## Objective
Answer these questions from the article on the Artocracy project in Tunisia:
1. What is Meddeb Nejeb's occupation?
2. How many ordinary Tunisians does the project feature?
3. What funding did JR use to seed the Tunisia project?

## Given passage
·····
Features
Art challenges Tunisian revolutionaries
The Artocracy project, featuring photos of ordinary Tunisians, has proven art 
can be just as provocative as politics.
Yasmine Ryan Last Modified: 25 Mar 2011 12:53

LE KRAM, TUNISIA — A crowd has gathered to ponder the black-and-white 
photographs which have been pasted across the face of building that was, until 
recent, the local offices of the former president's much-loathed party.

"I have no idea what these photos mean. Do you know?" Meddeb Nejeb, a high 
school teacher, asks Al Jazeera.

He might be yet to grasp the meaning of the photographs, but Nejeb wants to 
know more.

For the artists behind what is one of the most ambitious contemporary street 
art projects to vibrate the Arab world, the artwork is about replacing the once 
all-pervasive presidential photography with mosaics of ordinary, anonymous 
Tunisians who rose up against their government.

The group are using street art to kick-start conversations and to challenge 
their compatriots to see the familiar in a new, post-revolutionary, light.

In the spirit of people-power, the project, titled "INSIDE OUT: Artocracy in 
Tunisia", features a hundred ordinary Tunisians, putting their images where 
only presidents once hung. The portraits were taken by six Tunisian 
photographers, in collaboration with the renowned French street artist known as 
JR and other international artists.

Artocracy is part of an ongoing international project by JR and his 
collaborators, who have previously used such surprising canvases as the favelas 
of Brazil and the wall separating Palestine and Israel lands.

JR used some of the money he won as recipient of the 2011 TED Prize to seed the 
Tunisia project. Next stop for the INSIDE OUT team is probably Egypt, with 
other uprising-affected countries in the region likely to follow.


Photographer Marco Berrebi speaks with Al Jazeera about Artocracy

Marco Berrebi, a Tunisian photographer who has worked closely with JR on 
several of his previous projects, says that Artocracy is about giving people 
the freedom to debate the photographs and to come to their own conclusions.
·····
## Record extracts

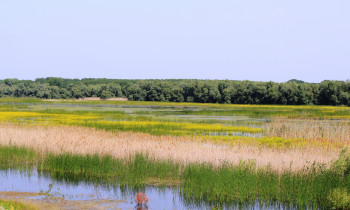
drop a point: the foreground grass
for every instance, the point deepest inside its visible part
(316, 186)
(14, 205)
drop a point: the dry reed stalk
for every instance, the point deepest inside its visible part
(310, 129)
(80, 140)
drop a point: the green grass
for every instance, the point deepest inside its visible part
(14, 205)
(17, 157)
(315, 186)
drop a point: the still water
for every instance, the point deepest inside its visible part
(159, 197)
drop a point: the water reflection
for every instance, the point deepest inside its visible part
(75, 190)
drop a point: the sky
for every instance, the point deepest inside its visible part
(259, 40)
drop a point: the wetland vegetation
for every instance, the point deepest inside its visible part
(211, 152)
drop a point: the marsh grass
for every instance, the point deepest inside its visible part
(15, 205)
(316, 130)
(314, 186)
(121, 145)
(15, 157)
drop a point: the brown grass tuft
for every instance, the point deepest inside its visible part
(80, 140)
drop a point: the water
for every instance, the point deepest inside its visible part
(159, 197)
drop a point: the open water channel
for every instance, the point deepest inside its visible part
(106, 197)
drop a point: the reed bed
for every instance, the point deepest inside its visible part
(121, 145)
(315, 186)
(317, 130)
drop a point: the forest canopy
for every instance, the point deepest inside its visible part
(293, 92)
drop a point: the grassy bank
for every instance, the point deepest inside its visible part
(14, 205)
(316, 186)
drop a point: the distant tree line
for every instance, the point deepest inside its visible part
(293, 92)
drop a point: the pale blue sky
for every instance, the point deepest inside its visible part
(258, 40)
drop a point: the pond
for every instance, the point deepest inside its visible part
(110, 197)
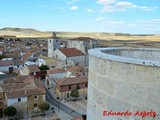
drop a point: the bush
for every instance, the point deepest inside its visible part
(10, 111)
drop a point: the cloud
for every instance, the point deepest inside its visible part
(113, 5)
(105, 21)
(42, 6)
(72, 1)
(74, 8)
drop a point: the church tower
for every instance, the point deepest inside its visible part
(53, 43)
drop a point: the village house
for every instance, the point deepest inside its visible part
(65, 86)
(54, 74)
(7, 66)
(53, 43)
(44, 60)
(29, 57)
(32, 70)
(24, 89)
(3, 102)
(71, 56)
(76, 71)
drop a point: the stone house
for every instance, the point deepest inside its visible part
(45, 60)
(71, 56)
(7, 66)
(53, 43)
(3, 101)
(65, 86)
(24, 89)
(77, 71)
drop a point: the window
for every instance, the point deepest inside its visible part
(35, 105)
(19, 99)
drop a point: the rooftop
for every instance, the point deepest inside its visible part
(71, 52)
(57, 70)
(70, 81)
(22, 86)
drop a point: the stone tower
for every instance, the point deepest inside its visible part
(53, 43)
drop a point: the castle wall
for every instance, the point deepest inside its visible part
(122, 84)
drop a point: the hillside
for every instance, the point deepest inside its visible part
(30, 33)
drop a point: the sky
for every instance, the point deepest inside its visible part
(123, 16)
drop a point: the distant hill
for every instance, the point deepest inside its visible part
(32, 33)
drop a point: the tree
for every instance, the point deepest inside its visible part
(44, 67)
(43, 106)
(10, 111)
(74, 93)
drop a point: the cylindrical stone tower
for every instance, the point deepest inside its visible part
(124, 80)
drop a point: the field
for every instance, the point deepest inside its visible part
(106, 39)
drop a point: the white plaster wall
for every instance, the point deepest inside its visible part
(77, 59)
(121, 86)
(15, 100)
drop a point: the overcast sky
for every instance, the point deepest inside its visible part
(127, 16)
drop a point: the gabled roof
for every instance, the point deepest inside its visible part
(33, 68)
(71, 52)
(6, 63)
(57, 70)
(70, 81)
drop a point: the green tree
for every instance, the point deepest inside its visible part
(44, 67)
(74, 93)
(43, 106)
(10, 111)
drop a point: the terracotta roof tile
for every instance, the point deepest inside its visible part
(70, 81)
(71, 52)
(33, 68)
(76, 69)
(6, 63)
(22, 86)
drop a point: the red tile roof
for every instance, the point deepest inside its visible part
(33, 68)
(70, 81)
(57, 70)
(22, 86)
(6, 63)
(71, 52)
(76, 69)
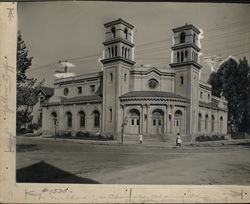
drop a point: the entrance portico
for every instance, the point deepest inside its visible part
(154, 115)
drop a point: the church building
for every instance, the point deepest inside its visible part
(152, 101)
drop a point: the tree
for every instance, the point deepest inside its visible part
(25, 86)
(232, 81)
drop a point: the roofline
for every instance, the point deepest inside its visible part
(117, 40)
(185, 45)
(119, 20)
(186, 27)
(173, 65)
(118, 58)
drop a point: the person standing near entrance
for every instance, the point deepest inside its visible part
(140, 138)
(178, 140)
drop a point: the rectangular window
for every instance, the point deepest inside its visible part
(182, 80)
(92, 88)
(111, 76)
(79, 90)
(110, 114)
(138, 122)
(154, 122)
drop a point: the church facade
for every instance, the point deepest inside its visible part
(160, 102)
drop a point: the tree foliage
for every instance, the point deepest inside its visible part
(232, 81)
(25, 86)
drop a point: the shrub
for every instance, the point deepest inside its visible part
(22, 130)
(222, 137)
(66, 134)
(214, 137)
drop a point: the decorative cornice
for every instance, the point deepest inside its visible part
(185, 63)
(133, 72)
(186, 27)
(117, 40)
(70, 103)
(205, 87)
(185, 45)
(211, 106)
(118, 58)
(161, 99)
(119, 21)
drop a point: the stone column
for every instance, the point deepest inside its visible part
(165, 121)
(172, 119)
(141, 119)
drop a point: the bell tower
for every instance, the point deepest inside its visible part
(185, 52)
(117, 64)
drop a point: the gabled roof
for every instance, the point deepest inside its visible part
(151, 94)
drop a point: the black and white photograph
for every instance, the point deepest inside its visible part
(145, 93)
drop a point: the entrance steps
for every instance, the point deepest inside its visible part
(150, 139)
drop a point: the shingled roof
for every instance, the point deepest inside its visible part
(151, 94)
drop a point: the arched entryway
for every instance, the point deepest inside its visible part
(178, 122)
(54, 122)
(221, 124)
(157, 122)
(134, 122)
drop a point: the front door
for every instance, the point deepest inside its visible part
(177, 125)
(134, 125)
(157, 122)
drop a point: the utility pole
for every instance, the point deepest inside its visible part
(125, 121)
(65, 65)
(212, 61)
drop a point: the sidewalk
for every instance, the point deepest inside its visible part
(145, 143)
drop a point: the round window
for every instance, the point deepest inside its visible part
(152, 83)
(66, 91)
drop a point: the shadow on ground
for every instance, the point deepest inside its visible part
(26, 147)
(247, 144)
(43, 172)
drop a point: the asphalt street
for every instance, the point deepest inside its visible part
(113, 163)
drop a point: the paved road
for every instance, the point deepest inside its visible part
(139, 164)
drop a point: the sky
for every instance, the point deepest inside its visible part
(74, 30)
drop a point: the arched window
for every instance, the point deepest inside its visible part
(182, 56)
(125, 52)
(109, 52)
(96, 119)
(66, 91)
(199, 122)
(115, 50)
(122, 51)
(182, 37)
(69, 119)
(212, 123)
(206, 122)
(126, 33)
(186, 55)
(112, 51)
(221, 124)
(113, 31)
(182, 80)
(54, 118)
(82, 118)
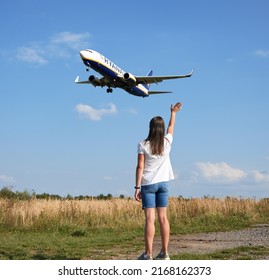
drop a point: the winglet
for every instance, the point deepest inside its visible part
(189, 75)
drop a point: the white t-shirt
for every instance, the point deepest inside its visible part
(157, 168)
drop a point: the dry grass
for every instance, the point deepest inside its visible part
(122, 213)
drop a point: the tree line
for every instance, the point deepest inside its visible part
(7, 193)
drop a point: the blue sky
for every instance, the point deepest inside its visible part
(221, 141)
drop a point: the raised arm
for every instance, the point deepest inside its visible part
(174, 109)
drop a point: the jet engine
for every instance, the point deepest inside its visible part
(130, 79)
(95, 80)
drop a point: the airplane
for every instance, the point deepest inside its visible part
(115, 77)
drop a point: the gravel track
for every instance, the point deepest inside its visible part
(202, 243)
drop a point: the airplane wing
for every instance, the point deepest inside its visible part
(158, 79)
(77, 81)
(157, 92)
(95, 81)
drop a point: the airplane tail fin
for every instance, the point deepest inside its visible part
(148, 85)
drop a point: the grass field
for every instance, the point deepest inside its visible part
(102, 229)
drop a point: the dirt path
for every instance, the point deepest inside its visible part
(257, 235)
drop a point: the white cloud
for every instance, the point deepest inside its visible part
(31, 55)
(6, 179)
(218, 172)
(88, 112)
(72, 40)
(257, 177)
(262, 53)
(61, 45)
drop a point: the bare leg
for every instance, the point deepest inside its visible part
(164, 228)
(149, 230)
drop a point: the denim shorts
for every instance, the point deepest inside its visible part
(155, 195)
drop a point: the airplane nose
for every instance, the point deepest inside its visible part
(83, 54)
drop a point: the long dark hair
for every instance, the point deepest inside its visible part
(156, 135)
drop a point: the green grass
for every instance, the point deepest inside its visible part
(74, 245)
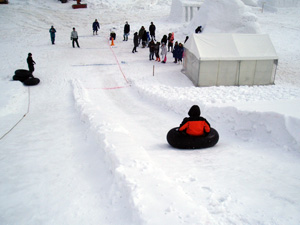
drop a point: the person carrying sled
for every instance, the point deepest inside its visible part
(195, 125)
(30, 63)
(96, 26)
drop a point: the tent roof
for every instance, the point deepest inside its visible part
(231, 46)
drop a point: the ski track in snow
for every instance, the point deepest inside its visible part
(113, 164)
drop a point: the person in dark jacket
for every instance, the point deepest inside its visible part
(164, 39)
(195, 125)
(180, 52)
(156, 51)
(151, 49)
(52, 32)
(170, 41)
(141, 33)
(96, 26)
(126, 31)
(144, 39)
(176, 52)
(135, 42)
(30, 63)
(152, 29)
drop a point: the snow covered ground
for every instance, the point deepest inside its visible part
(91, 148)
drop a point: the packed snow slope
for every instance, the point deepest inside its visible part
(88, 144)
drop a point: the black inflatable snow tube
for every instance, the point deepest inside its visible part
(181, 140)
(31, 81)
(22, 75)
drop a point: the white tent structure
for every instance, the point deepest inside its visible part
(230, 59)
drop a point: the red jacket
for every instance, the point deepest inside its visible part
(195, 128)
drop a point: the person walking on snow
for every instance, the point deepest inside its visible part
(156, 51)
(151, 49)
(52, 32)
(176, 52)
(126, 31)
(135, 42)
(163, 52)
(74, 38)
(170, 41)
(96, 26)
(30, 63)
(180, 53)
(152, 29)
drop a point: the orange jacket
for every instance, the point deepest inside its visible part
(195, 128)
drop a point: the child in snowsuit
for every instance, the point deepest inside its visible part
(126, 31)
(141, 33)
(74, 38)
(135, 42)
(52, 32)
(170, 41)
(30, 63)
(163, 52)
(175, 52)
(156, 51)
(180, 52)
(151, 49)
(195, 125)
(96, 26)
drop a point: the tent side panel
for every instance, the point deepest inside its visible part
(247, 72)
(227, 74)
(264, 72)
(208, 73)
(191, 67)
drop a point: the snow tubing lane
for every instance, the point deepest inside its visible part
(31, 81)
(22, 75)
(183, 141)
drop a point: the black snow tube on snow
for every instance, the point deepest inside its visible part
(22, 75)
(182, 140)
(31, 81)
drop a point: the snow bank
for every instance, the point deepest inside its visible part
(138, 180)
(221, 16)
(249, 126)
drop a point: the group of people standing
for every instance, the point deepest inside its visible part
(166, 44)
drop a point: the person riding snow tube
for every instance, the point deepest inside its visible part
(194, 132)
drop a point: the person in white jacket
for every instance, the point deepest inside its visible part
(74, 38)
(163, 52)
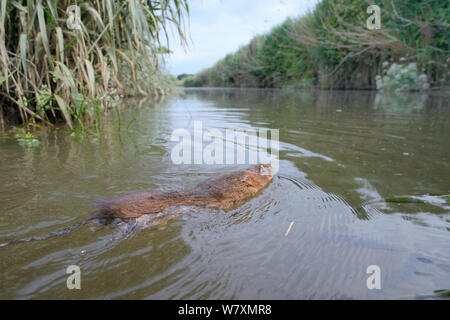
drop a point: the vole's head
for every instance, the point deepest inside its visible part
(258, 176)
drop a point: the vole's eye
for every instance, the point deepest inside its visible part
(264, 171)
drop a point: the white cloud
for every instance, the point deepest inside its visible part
(219, 27)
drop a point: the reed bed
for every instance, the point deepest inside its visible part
(71, 59)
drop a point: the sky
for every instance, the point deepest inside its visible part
(219, 27)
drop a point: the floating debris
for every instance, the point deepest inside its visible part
(289, 229)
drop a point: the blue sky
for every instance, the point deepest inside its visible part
(219, 27)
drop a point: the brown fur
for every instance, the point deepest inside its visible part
(224, 191)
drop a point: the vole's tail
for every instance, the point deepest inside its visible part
(50, 235)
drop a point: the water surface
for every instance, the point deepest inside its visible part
(340, 154)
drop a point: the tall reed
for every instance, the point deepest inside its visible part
(54, 65)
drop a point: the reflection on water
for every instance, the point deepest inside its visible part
(340, 154)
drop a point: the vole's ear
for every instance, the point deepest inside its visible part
(248, 181)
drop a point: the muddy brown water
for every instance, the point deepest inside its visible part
(340, 154)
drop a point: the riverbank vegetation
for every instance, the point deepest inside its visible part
(71, 60)
(331, 47)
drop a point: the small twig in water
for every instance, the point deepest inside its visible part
(289, 229)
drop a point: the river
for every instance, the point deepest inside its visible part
(313, 233)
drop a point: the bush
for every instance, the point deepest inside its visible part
(397, 77)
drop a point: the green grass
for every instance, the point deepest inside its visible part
(331, 47)
(50, 71)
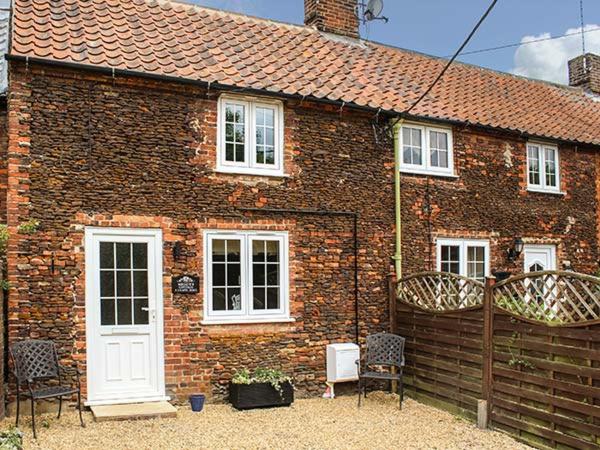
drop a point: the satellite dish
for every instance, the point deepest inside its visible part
(373, 10)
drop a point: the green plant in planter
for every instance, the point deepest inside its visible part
(29, 227)
(274, 377)
(11, 439)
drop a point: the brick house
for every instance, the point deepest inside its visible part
(149, 140)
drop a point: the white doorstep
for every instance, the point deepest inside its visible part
(133, 411)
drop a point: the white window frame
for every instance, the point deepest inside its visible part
(250, 166)
(426, 168)
(542, 186)
(247, 314)
(463, 244)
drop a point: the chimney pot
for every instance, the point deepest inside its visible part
(332, 16)
(584, 71)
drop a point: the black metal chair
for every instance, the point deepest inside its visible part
(36, 363)
(384, 350)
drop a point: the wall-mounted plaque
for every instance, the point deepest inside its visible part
(185, 284)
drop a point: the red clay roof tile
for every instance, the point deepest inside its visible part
(159, 37)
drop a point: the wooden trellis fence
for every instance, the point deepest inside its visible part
(528, 345)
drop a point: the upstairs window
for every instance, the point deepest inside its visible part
(426, 150)
(250, 136)
(542, 168)
(246, 276)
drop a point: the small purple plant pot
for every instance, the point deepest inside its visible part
(197, 402)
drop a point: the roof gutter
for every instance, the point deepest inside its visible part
(230, 87)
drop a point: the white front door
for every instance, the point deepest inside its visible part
(124, 315)
(538, 258)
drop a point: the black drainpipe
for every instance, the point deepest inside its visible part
(324, 212)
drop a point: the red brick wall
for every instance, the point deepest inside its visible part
(88, 150)
(141, 154)
(584, 71)
(332, 16)
(489, 200)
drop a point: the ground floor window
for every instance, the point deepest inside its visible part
(466, 257)
(246, 276)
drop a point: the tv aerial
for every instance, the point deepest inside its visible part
(367, 12)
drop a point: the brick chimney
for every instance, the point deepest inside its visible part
(332, 16)
(584, 71)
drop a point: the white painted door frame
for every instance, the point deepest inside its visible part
(98, 393)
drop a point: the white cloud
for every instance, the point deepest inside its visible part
(547, 60)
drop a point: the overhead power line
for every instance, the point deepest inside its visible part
(533, 41)
(441, 74)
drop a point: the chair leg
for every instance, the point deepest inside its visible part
(18, 408)
(401, 387)
(33, 418)
(79, 408)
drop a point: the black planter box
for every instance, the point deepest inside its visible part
(260, 395)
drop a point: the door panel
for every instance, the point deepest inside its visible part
(124, 315)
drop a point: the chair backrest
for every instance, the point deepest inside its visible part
(34, 359)
(385, 349)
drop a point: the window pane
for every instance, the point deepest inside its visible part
(219, 299)
(258, 250)
(258, 274)
(235, 132)
(218, 274)
(533, 159)
(270, 156)
(233, 275)
(124, 311)
(269, 136)
(272, 251)
(411, 146)
(259, 298)
(233, 250)
(230, 151)
(476, 262)
(550, 155)
(107, 255)
(140, 256)
(140, 316)
(450, 259)
(123, 255)
(273, 274)
(107, 283)
(123, 283)
(140, 283)
(260, 135)
(438, 146)
(218, 250)
(234, 299)
(107, 312)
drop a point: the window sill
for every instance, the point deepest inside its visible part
(247, 321)
(428, 173)
(250, 172)
(546, 191)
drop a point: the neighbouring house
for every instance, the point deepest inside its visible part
(190, 191)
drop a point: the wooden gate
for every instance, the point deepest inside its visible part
(529, 345)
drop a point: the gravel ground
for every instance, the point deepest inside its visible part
(307, 424)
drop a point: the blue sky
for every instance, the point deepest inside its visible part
(438, 27)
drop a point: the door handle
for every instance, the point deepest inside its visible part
(151, 311)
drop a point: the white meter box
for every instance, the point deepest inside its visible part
(341, 362)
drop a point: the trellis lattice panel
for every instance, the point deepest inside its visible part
(440, 291)
(554, 297)
(546, 382)
(443, 357)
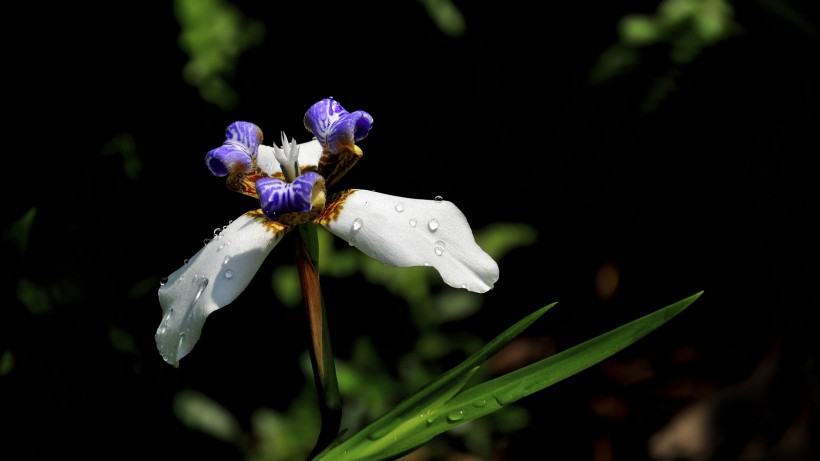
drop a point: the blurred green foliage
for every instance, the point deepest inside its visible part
(682, 28)
(446, 16)
(214, 33)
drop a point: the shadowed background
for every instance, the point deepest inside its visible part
(639, 152)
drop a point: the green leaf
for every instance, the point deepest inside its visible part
(412, 423)
(410, 415)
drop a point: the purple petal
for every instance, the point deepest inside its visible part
(336, 128)
(237, 153)
(278, 197)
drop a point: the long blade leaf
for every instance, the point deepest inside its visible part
(490, 396)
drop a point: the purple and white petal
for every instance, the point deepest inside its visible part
(309, 154)
(336, 128)
(405, 232)
(212, 279)
(279, 197)
(237, 152)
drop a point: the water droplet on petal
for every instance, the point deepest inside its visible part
(439, 248)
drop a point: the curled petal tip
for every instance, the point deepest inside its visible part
(237, 152)
(336, 128)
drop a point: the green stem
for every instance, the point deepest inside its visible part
(321, 353)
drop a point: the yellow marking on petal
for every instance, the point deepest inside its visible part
(332, 166)
(317, 204)
(333, 208)
(274, 227)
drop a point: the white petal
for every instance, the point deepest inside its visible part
(410, 232)
(309, 154)
(211, 279)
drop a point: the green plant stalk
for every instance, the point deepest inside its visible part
(321, 353)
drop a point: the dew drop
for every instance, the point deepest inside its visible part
(379, 433)
(439, 248)
(201, 281)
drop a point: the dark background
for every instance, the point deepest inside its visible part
(712, 188)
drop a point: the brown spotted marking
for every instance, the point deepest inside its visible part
(333, 208)
(276, 228)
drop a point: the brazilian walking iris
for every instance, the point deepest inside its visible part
(291, 184)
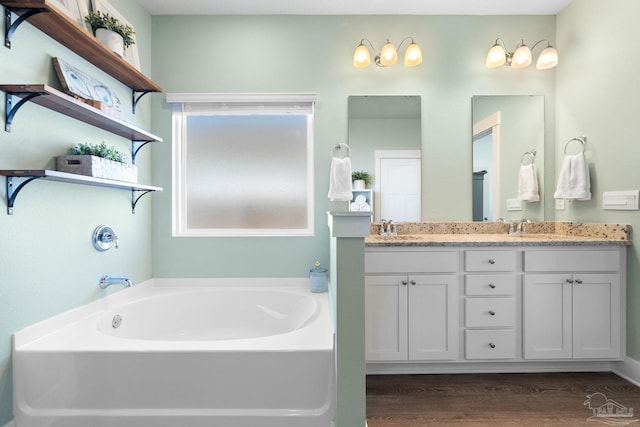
·····
## Correct response
1. He is a high school teacher.
2. A hundred.
3. Some of the money he won as recipient of the 2011 TED Prize.